*Task requirements*:
Find every line in the records below that contains the string "driveway", matching case exactly, and copy each of those lines.

━━━━━━

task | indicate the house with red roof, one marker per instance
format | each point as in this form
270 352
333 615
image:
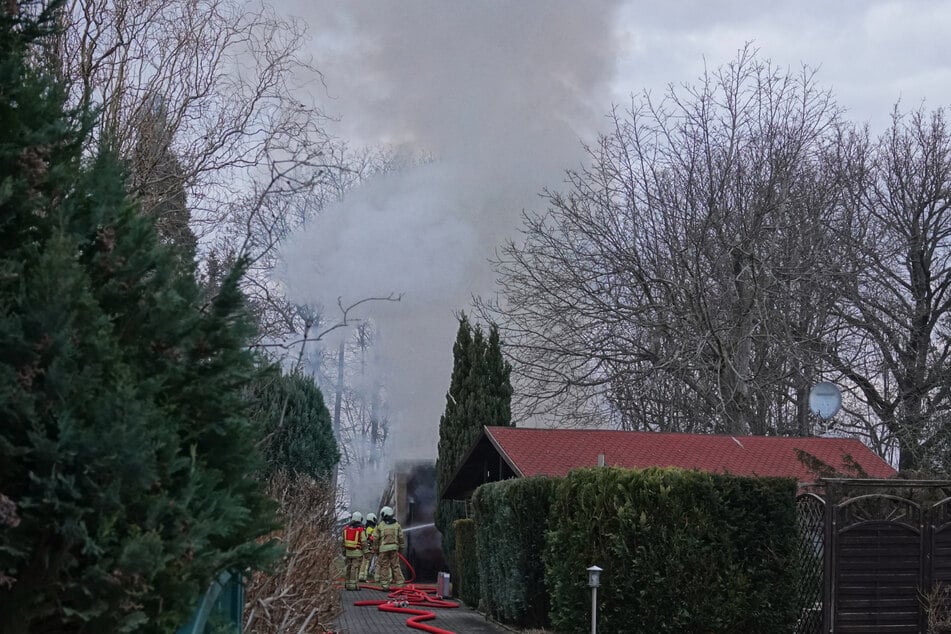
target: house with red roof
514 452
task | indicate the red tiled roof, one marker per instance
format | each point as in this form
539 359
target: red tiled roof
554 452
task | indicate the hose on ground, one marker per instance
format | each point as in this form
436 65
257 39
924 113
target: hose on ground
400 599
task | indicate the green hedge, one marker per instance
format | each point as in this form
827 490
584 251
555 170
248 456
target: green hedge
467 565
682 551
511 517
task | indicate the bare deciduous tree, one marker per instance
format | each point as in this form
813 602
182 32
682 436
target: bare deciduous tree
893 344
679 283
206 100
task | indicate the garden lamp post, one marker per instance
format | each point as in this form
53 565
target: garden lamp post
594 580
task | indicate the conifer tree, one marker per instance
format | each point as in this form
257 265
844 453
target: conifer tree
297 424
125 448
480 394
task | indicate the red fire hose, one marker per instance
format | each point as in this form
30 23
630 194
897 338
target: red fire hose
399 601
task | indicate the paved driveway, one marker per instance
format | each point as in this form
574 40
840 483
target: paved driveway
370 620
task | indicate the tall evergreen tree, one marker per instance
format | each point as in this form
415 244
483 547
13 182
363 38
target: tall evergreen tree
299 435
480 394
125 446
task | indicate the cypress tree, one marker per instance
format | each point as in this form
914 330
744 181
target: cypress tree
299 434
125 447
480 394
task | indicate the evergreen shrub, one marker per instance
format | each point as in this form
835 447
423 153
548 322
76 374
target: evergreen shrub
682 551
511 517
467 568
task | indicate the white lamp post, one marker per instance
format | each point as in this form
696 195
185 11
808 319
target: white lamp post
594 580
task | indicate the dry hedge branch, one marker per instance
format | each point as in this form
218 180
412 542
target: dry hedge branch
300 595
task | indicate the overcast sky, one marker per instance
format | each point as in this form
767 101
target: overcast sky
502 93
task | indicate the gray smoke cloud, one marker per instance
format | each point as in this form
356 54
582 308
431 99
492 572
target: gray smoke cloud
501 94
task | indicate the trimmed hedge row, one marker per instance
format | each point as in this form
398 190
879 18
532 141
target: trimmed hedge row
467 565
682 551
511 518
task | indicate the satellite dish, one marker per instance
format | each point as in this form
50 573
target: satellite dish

━━━━━━

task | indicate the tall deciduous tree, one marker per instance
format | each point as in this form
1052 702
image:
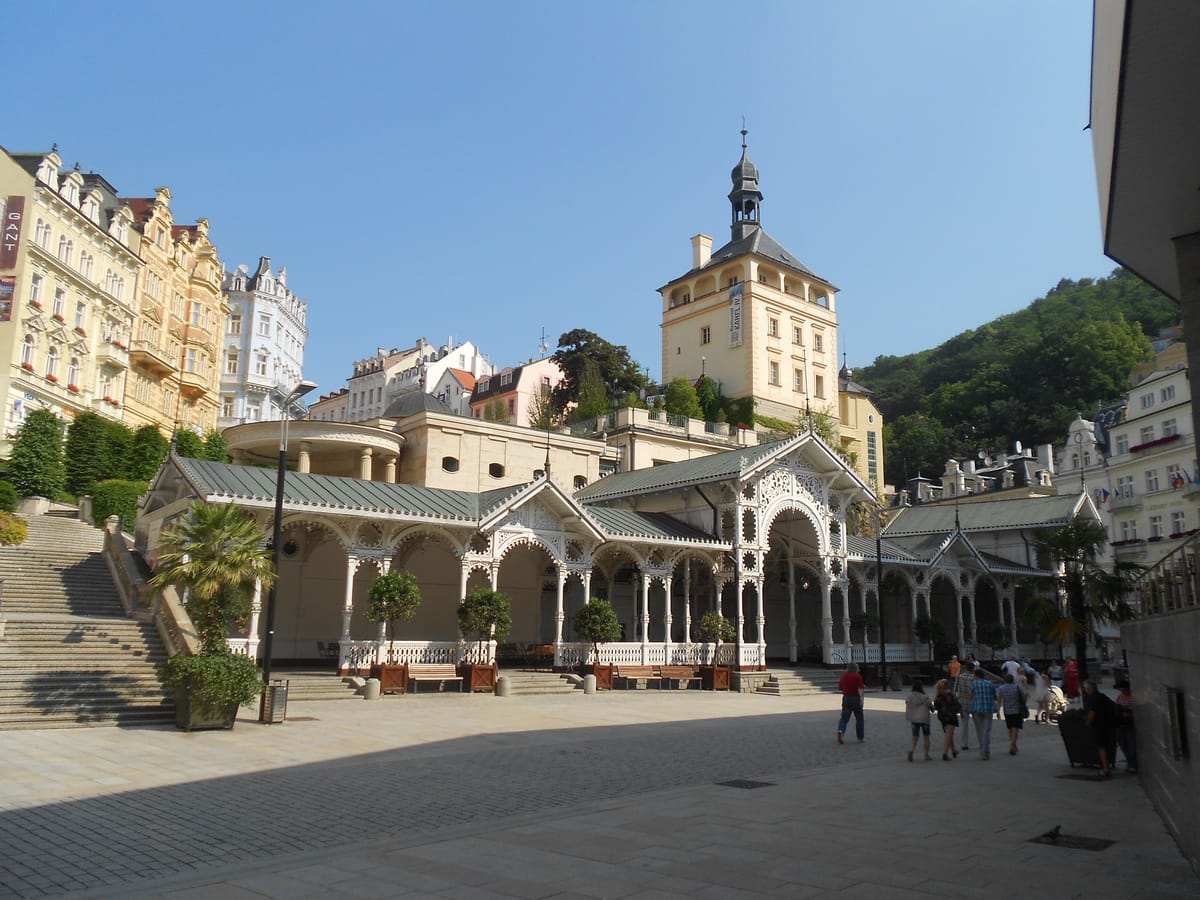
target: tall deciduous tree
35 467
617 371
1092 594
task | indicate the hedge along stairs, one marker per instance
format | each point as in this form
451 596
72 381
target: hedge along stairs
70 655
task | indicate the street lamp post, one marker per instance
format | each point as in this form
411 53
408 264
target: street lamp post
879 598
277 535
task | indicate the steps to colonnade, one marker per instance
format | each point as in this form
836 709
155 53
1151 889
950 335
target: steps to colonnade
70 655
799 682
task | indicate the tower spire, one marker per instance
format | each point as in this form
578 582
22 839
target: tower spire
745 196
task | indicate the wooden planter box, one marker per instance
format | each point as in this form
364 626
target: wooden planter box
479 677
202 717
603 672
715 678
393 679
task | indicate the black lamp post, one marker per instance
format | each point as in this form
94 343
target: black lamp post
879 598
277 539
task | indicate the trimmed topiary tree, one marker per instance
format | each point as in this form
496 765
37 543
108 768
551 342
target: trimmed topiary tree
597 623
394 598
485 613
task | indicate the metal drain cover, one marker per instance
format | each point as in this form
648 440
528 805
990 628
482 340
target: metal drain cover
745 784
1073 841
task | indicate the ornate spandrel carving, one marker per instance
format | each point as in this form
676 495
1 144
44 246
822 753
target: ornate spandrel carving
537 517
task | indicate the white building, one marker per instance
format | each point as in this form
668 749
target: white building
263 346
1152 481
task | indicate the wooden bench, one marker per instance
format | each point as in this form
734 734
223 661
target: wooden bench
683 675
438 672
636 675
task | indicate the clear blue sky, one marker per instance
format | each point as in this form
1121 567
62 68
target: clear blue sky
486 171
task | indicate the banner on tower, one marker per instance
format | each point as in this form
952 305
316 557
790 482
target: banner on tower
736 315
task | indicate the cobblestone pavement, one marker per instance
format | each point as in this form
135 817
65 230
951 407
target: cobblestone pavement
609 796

━━━━━━

*Final answer*:
task | indicate the paved driveway, one marker per instance
target: paved driveway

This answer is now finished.